その鳥は、鳥類のキジ目キジ科クジャク属のインドクジャクでした。名前はもちろん、クジャク属もキジ目もわからなかったので、「鳥だよ」と答えたのです。インドクジャクだとわかる人は、インドクジャクだと答えましょうね。
正方形を指さして、「これは、長方形です」と言う友人がいたとしましょう。これは、間違っていますか?
その友人は、それが正方形であることはわかっているのかもしれません。わかっていて、あなたを試しているのかも……。
間違っていませんね。正しいのです。その図形は、確かに長方形です。わかりやすく言えば、長方形の仲間の正方形です。
ところが、長方形と正方形とは全く別、相容れないものだと主張して引かない人がいます。手を変え品を変え説明しても、
「いい大人が、何を言っているのですか!」
そこまで言われたこともあります。そんな人には、インドクジャクを指さして、
「あれは、鳥です。私は間違ってますか?」
と言ってあげましょう。信念が揺らぐはずです。
【メモ】
◆直径10cmの円に内接する正方形の面積は、50cu。途中の計算は、みなさんに任せます。
+ + + + +
> [課題 1]:
上のページ抜粋について、次の問いに答えること。
(a) 「鳥だよ」と答えられたその鳥は、何という鳥だったか。
(b) 正方形を指さして「これは、長方形です」と言う友人は間違っているか。
(c) 主張して引かない人は、長方形と正方形をどのようなものだと言うか。
+ + + + +
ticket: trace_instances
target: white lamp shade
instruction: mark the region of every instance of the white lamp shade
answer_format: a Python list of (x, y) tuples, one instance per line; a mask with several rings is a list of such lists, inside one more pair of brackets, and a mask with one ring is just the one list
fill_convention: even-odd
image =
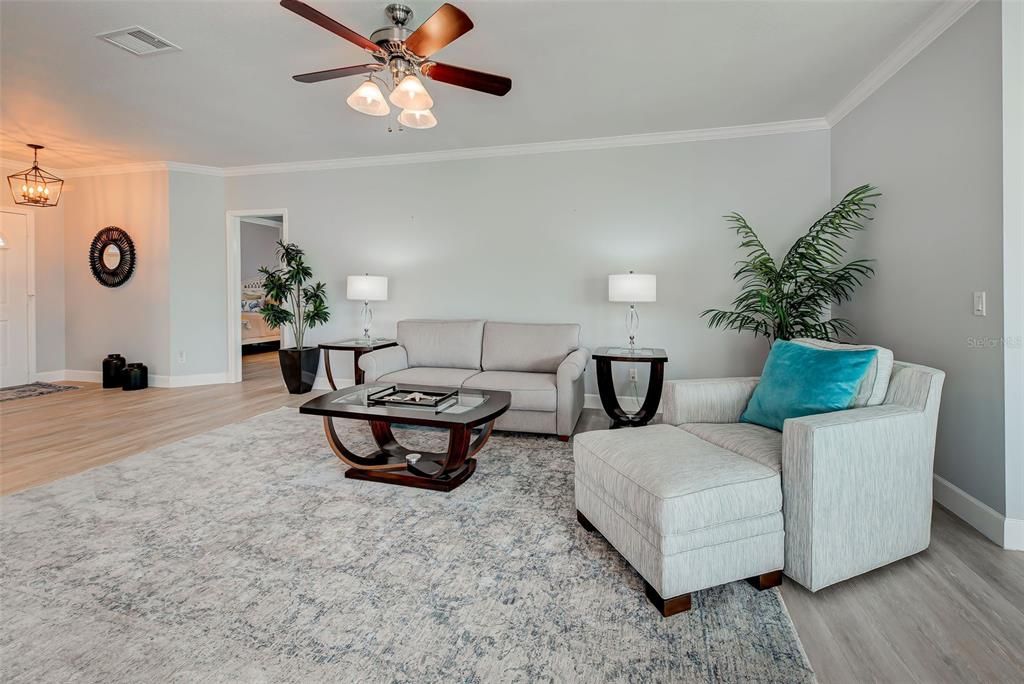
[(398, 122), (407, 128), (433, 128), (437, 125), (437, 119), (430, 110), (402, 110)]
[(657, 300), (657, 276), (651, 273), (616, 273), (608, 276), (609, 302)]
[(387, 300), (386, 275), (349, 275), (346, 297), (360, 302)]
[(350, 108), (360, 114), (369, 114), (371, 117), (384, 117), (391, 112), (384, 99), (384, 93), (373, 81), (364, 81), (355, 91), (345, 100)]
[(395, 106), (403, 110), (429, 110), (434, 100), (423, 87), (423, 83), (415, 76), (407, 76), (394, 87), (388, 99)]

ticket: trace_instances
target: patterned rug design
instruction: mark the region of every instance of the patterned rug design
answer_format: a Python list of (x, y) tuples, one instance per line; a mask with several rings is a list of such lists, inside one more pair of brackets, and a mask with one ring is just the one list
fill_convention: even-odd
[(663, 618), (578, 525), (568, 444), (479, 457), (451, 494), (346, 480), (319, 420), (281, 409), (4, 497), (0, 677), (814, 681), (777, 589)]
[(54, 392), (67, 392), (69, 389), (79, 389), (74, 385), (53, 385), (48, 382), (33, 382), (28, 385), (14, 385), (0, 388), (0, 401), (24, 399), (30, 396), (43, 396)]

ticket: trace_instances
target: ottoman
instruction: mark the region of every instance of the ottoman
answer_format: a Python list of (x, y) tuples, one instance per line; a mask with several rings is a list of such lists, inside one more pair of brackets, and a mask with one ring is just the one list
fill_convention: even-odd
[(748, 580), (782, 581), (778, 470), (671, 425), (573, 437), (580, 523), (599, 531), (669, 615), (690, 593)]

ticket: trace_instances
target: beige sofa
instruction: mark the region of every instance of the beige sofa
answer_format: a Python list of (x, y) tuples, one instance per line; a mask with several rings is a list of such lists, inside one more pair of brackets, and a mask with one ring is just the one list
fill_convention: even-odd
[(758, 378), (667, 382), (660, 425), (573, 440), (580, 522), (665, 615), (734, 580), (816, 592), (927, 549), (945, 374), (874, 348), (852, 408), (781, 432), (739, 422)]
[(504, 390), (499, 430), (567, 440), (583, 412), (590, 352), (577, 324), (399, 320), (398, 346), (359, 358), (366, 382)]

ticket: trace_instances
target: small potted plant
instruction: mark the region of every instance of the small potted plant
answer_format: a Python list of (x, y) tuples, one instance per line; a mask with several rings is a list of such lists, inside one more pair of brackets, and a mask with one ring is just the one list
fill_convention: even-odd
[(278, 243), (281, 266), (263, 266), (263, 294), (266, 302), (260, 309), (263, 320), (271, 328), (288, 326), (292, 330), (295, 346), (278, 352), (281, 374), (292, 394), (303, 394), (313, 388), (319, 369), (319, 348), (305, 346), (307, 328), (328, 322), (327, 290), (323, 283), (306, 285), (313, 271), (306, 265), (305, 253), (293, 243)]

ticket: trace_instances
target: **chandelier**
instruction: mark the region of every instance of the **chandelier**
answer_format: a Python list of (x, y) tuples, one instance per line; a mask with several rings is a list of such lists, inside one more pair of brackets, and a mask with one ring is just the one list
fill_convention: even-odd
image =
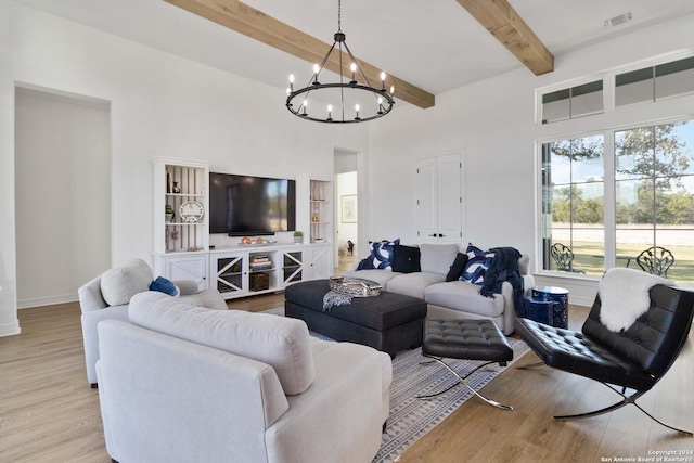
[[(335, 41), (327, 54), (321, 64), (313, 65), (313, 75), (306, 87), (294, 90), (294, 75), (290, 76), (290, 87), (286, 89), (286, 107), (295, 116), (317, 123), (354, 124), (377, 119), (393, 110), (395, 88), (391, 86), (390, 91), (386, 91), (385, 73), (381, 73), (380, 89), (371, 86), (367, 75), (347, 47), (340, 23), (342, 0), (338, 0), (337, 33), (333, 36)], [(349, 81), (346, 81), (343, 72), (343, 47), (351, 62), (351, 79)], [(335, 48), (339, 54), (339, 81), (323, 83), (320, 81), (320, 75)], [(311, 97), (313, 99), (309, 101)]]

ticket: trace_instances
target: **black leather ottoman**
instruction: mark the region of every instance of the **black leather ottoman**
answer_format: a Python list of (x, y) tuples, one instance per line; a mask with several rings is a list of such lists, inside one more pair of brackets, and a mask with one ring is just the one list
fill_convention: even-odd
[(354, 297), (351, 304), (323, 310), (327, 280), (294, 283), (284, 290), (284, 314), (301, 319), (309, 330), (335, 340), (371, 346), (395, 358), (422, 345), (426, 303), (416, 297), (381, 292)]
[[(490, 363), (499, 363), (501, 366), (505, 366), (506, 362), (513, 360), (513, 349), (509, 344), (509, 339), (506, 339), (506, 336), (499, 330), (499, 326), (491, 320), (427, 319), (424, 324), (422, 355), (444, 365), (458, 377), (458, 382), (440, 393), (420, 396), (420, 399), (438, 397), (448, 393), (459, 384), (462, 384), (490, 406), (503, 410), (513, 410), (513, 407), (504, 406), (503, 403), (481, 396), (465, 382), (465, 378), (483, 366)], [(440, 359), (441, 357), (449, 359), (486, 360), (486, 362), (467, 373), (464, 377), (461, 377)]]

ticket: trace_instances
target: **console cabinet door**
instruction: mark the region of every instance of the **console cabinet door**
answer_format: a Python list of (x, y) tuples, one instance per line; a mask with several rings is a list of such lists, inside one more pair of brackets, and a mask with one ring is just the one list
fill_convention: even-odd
+ + + + +
> [課題 2]: レコードのうち、「sofa」という語を含む行をすべて特定し、書き写すこと。

> [回答全文 1]:
(a) 鳥類のキジ目キジ科クジャク属のインドクジャク。
(b) 間違っていない。その図形は確かに長方形で、長方形の仲間の正方形である。
(c) 全く別の、相容れないもの。

> [回答全文 2]:
target: beige sofa
instruction: mark the region of every instance of the beige sofa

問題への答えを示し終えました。